1. A cysteine residue in helixII of the bHLH domain is essential for homodimerization of the yeast transcription factor Pho4p.
- Author
-
Shao D, Creasy CL, and Bergman LW
- Subjects
- Amino Acid Sequence, Dimerization, Disulfides chemistry, Fungal Proteins genetics, Models, Molecular, Molecular Sequence Data, Mutagenesis, Site-Directed, Protein Denaturation, Protein Structure, Secondary, Proto-Oncogene Proteins c-myc chemistry, Proto-Oncogene Proteins c-myc genetics, Recombinant Fusion Proteins, Sequence Homology, Amino Acid, Transcription Factors genetics, Cysteine chemistry, DNA-Binding Proteins, Fungal Proteins chemistry, Helix-Loop-Helix Motifs, Saccharomyces cerevisiae chemistry, Saccharomyces cerevisiae Proteins, Transcription Factors chemistry
- Abstract
The yeast transcription factor Pho4p is required for expression of the phosphate-repressible acid phosphatase encoded by the PHO5 gene. Functional studies have shown that the molecule is composed of an N-terminal acidic activation domain, a central region which is necessary for interaction with a negative regulatory factor (the cyclin Pho80) and a C-terminal basic helix-loop-helix domain, which mediates DNA binding and homodimerization. In this study the homodimerization domain maps specifically to helixII of this region and a cysteine residue within this region is essential for this function. Experiments support the role of an intermolecular disulfide bond in stabilization of homodimerization, which is critical for DNA binding.

→ **TASKS**
#1 In the Pho4p abstract, why does a cysteine residue in helixII matter for DNA binding? Answer in one to three sentences.
#2 Answer these questions from the Pho4p abstract:
(a) Which gene encodes the phosphate-repressible acid phosphatase whose expression requires Pho4p?
(b) What does the central region of Pho4p interact with?
(c) To which part of the C-terminal region does the homodimerization domain map?

→ **EXTRACTED MATERIAL**

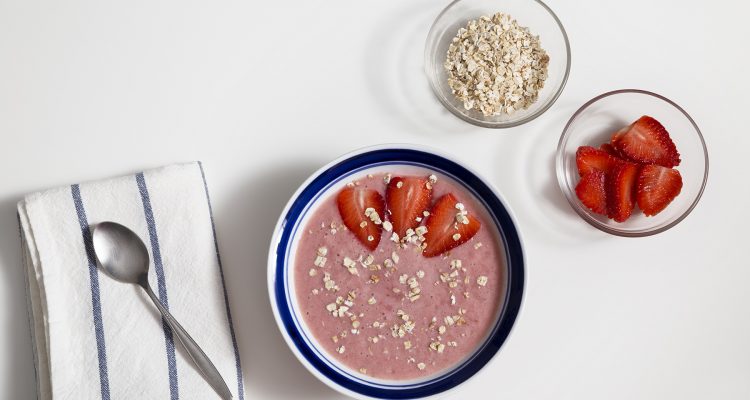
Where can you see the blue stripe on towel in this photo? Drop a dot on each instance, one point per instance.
(96, 304)
(161, 283)
(238, 365)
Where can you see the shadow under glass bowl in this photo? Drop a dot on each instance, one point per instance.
(596, 121)
(533, 14)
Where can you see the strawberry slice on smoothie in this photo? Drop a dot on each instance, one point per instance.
(362, 211)
(449, 225)
(407, 198)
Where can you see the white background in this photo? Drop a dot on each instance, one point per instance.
(266, 92)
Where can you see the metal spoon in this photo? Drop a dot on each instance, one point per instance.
(123, 256)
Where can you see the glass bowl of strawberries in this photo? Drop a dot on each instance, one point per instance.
(632, 163)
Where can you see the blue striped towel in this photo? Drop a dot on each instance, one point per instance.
(95, 338)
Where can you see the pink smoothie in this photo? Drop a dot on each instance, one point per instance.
(369, 317)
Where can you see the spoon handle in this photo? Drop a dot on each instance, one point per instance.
(201, 360)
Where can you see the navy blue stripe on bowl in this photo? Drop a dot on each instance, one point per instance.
(513, 251)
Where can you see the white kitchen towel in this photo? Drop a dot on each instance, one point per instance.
(96, 338)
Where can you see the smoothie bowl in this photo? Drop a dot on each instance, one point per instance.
(395, 272)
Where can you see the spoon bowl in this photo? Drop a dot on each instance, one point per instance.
(120, 252)
(123, 256)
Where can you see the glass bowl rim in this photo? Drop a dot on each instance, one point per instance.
(479, 122)
(562, 182)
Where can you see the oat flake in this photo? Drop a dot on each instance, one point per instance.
(496, 66)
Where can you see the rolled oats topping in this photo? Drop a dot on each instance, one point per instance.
(496, 66)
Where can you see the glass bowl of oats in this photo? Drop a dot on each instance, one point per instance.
(497, 63)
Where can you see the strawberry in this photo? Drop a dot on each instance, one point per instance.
(646, 141)
(353, 203)
(445, 230)
(590, 190)
(620, 187)
(407, 198)
(590, 159)
(606, 147)
(657, 187)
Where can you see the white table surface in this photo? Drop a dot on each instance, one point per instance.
(266, 92)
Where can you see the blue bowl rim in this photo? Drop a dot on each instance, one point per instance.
(334, 172)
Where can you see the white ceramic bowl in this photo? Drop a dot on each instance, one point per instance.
(280, 273)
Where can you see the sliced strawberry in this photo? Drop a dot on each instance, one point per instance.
(621, 184)
(445, 227)
(407, 199)
(353, 203)
(657, 187)
(590, 159)
(590, 190)
(606, 147)
(646, 141)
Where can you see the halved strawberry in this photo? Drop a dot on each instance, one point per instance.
(407, 199)
(621, 184)
(353, 203)
(590, 159)
(657, 187)
(590, 190)
(446, 229)
(646, 141)
(606, 147)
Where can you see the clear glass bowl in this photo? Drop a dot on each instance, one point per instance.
(533, 14)
(596, 121)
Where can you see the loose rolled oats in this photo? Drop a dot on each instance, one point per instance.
(496, 66)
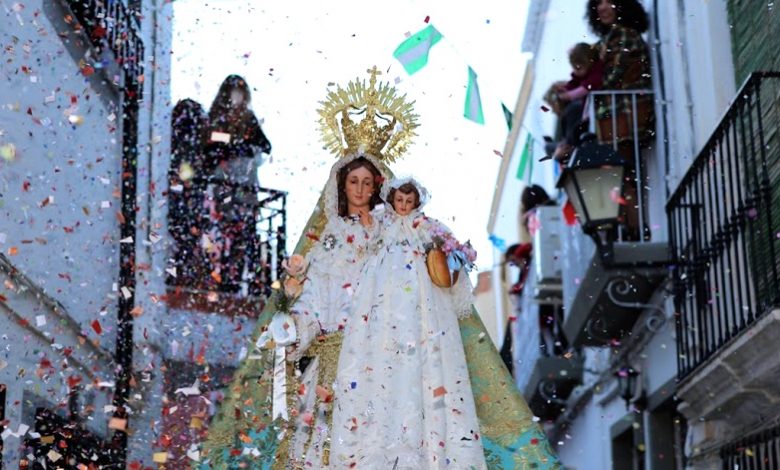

→ **TASK-BY-TASK SOLUTIONS**
#1 The cysteine is essential for homodimerization, and experiments support an intermolecular disulfide bond that stabilizes the homodimer. That homodimerization is critical for DNA binding.

#2
(a) PHO5.
(b) A negative regulatory factor, the cyclin Pho80.
(c) HelixII of the basic helix-loop-helix domain.